# SHORT TASK
Rescale the coordinates in the answers by 2.1, rounding to whole numbers with halves going up, and write out everything from the line containing "Locate the dark" down to the line containing "left=224, top=307, right=239, bottom=354", requests included. Return only those lines.

# INFORMATION PROVIDED
##############################

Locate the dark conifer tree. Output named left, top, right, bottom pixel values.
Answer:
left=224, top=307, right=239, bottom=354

##############################

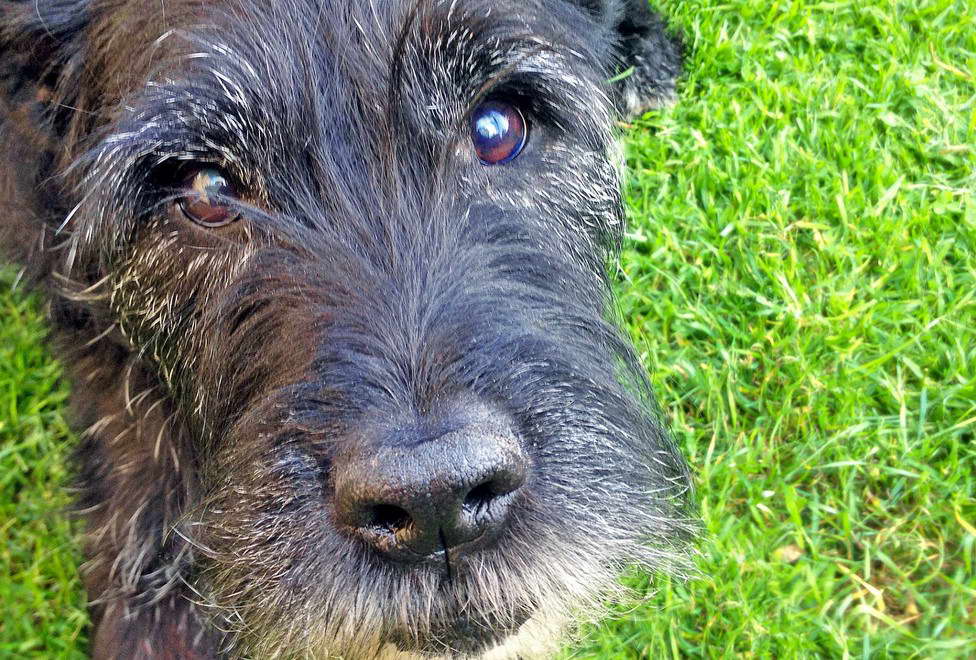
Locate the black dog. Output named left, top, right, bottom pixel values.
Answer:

##############################

# THE COMPLETED TASK
Locate the dark conifer tree. Output named left, top, right, bottom pixel values.
Answer:
left=470, top=645, right=502, bottom=743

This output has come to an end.